→ **DATA TO USE**
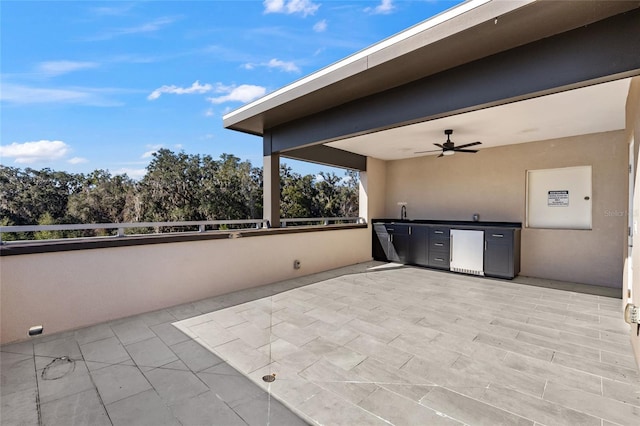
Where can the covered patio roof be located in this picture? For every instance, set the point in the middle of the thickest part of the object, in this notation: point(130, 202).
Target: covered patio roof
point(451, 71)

--

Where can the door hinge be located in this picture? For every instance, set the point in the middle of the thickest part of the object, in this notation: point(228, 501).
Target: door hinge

--

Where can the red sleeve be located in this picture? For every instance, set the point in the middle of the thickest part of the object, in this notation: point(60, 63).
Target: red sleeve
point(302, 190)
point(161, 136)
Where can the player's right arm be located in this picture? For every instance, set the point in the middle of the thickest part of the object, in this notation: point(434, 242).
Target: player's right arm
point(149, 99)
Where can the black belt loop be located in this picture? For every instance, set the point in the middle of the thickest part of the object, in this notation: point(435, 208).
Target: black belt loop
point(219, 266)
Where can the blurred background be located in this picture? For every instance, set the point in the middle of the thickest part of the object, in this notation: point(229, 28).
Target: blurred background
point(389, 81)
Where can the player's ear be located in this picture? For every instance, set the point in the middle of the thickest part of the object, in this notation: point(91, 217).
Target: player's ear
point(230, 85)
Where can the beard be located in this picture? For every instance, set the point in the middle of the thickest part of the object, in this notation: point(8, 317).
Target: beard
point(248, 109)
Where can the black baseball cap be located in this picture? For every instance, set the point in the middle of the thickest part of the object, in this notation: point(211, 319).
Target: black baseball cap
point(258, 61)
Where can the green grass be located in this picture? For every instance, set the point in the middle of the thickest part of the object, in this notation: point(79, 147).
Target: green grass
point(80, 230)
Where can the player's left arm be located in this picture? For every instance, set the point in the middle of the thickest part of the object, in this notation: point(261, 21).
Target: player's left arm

→ **PROBLEM REQUIREMENTS**
Quote the data from the line with "Where can the player's right" up to and including the line with "point(230, 85)", reproducing each line without change.

→ **SOLUTION FOR THIS EXERCISE**
Where can the player's right arm be located in this picture? For every instance, set the point in the middle of the thickest part of the object, in this notation: point(434, 242).
Target: player's right arm
point(149, 99)
Where can the black belt loop be located in this picture? For every instance, set the point in the middle of the thickest part of the object, in this notation: point(435, 208).
Target: black belt loop
point(219, 266)
Where can the blurred background be located in this picture? For every instance, set the point in the middle of the thickest part of the object, in this notation: point(229, 28).
Target: blurred background
point(389, 81)
Where can the player's ear be located in this picture? For every instance, set the point in the middle of the thickest part of the object, in this notation: point(91, 217).
Target: player's ear
point(230, 85)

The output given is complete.